:: What to produce ::
Exact repetition is required: output every record in full.

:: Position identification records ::
-*-

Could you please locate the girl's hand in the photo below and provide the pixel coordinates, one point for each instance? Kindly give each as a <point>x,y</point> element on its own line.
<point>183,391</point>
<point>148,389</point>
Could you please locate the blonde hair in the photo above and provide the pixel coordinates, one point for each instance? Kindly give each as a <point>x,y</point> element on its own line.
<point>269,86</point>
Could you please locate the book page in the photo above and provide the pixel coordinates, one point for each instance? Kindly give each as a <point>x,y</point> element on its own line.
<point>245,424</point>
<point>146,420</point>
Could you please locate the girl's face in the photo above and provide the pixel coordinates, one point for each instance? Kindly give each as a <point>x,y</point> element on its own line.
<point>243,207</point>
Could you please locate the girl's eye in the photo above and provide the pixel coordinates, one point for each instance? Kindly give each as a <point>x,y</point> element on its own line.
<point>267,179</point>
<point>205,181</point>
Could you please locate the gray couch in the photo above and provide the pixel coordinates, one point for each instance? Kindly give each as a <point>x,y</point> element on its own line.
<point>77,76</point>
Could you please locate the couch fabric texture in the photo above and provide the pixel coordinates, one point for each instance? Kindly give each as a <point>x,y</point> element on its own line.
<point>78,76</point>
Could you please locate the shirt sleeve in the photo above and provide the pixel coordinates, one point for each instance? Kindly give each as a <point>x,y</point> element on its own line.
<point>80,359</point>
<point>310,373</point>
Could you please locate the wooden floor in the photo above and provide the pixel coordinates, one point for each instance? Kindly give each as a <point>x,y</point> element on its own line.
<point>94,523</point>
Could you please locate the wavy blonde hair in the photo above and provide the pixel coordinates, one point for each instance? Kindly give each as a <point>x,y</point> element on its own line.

-*-

:: Written solution ::
Could you please locate the girl's hand in the photo below and provide the pixel coordinates, one point for each instance? Kindly give each as a <point>x,y</point> element on its own line.
<point>183,391</point>
<point>148,389</point>
Could you please locate the blonde hair in the photo above and provide the pixel coordinates, one point for each instance? Kindly give each as a <point>x,y</point> element on its own line.
<point>269,86</point>
Could you please locate the book page in the photo above and provide the pixel coordinates, one point for each instance? Kindly give each as a <point>x,y</point> element on its own line.
<point>245,424</point>
<point>146,420</point>
Could you please locate the girl's face in the photo above and provide the pixel coordinates, one point for each instance? Kindly give each as a <point>x,y</point> element on its own line.
<point>243,207</point>
Could you please locate the girl's eye in the photo above and provide the pixel coordinates, one point for each instance? Kindly give each as a <point>x,y</point> element on its own line.
<point>267,179</point>
<point>205,181</point>
Could you please locate the gray couch in the photo above and provide the pixel coordinates, one point for each instance? Kindly give each as a <point>x,y</point> element on its own line.
<point>77,76</point>
Could you please locate the couch fabric texture in the photo above and provide the pixel coordinates, one point for each instance? Kindly give each as a <point>x,y</point> element on its own line.
<point>78,76</point>
Could you please locate the shirt sleeve in the photo above and provide the pixel coordinates, one point for each instance? Kindly give each as a <point>x,y</point> element on its own line.
<point>80,359</point>
<point>310,373</point>
Could you please locate the wooden floor in the photo above and provide the pixel coordinates, one point for each instance? Kindly give each as a <point>x,y</point> element on its own line.
<point>94,523</point>
Could you please locate the wavy blonde hair in the photo above and provide the pixel coordinates, one point for each instance? Kindly give each as a <point>x,y</point> element on its own line.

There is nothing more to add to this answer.